▶ ACTION ITEM
Of the entries below, restate word for word only the section that runs from the line with "like (18, 324)." to the line with "like (147, 333).", counting both ends.

(Point-per-instance localization data)
◆ ◆ ◆ ◆

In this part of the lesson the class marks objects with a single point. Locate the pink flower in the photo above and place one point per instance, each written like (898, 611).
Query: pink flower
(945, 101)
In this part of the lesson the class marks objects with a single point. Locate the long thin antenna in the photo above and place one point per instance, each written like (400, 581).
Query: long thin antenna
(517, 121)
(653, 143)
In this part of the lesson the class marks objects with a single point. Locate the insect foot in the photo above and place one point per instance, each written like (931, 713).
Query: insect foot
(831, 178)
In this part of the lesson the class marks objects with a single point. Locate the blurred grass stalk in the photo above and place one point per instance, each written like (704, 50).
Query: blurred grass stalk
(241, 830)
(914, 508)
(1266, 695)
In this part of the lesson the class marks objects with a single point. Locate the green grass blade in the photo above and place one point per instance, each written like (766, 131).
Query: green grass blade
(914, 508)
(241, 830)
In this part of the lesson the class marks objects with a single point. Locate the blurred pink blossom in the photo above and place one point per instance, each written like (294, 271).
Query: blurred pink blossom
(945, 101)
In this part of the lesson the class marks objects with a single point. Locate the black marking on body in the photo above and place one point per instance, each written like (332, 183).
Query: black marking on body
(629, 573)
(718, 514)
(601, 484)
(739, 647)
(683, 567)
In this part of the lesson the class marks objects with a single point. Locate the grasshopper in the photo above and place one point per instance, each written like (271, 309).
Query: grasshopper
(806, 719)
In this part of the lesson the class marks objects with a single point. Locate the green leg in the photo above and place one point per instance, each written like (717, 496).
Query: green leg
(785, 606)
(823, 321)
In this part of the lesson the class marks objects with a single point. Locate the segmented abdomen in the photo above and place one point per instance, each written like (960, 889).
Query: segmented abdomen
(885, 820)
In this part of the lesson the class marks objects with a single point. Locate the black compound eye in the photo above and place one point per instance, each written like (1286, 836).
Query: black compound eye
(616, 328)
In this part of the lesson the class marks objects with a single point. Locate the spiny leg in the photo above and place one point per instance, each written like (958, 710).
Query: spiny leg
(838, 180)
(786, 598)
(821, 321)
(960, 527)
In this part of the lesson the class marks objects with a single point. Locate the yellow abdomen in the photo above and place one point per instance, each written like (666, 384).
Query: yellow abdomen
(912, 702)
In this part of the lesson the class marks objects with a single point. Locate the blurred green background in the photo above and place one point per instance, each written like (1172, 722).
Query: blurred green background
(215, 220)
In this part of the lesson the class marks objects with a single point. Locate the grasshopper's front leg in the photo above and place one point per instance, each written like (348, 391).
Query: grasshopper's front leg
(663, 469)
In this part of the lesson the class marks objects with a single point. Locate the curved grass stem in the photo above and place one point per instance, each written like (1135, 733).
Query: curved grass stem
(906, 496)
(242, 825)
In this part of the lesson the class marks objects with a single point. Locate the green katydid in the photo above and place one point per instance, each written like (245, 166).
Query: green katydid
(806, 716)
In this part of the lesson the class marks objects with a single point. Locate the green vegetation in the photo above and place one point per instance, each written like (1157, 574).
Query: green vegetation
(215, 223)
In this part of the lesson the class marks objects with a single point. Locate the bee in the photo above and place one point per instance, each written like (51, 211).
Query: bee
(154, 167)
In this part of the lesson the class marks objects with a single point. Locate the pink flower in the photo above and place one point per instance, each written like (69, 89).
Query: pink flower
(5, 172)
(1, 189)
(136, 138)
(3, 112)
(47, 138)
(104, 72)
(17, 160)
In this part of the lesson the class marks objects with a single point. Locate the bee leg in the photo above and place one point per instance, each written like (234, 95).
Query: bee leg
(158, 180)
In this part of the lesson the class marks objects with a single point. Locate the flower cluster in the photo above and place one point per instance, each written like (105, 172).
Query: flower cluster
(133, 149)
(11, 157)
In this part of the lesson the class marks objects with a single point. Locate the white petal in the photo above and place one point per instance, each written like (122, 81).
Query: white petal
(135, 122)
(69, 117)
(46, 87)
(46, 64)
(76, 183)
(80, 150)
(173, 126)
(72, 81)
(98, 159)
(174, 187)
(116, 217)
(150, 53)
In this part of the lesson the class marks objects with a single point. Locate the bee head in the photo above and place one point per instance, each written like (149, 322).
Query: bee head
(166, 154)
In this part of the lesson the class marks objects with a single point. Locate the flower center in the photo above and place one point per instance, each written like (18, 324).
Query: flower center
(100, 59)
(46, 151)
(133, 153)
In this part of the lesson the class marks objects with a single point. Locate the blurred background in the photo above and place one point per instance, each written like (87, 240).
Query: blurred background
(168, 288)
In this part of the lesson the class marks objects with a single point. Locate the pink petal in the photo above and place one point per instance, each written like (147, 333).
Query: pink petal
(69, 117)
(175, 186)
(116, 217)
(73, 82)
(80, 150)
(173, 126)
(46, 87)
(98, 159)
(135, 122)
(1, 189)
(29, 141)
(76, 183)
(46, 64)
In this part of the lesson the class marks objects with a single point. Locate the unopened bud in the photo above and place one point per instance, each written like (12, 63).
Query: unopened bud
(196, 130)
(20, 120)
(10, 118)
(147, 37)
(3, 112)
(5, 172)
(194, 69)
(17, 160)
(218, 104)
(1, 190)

◆ ◆ ◆ ◆

▶ EXERCISE RESPONSE
In this part of the lesson the class marks objects with a single point. Locate the flower center in the photo above and place one point per instance, each written like (18, 324).
Query: flower center
(100, 59)
(46, 151)
(133, 153)
In this part of the lesson the class marks objects with a single point. Locate the blurred background in the photo above and place one point per instance, each written like (87, 240).
Query: blurred background
(168, 288)
In this part of the lesson the class marks objects with a single point. Locate the pink petal in the photo above and place one point per instance, each written like (147, 333).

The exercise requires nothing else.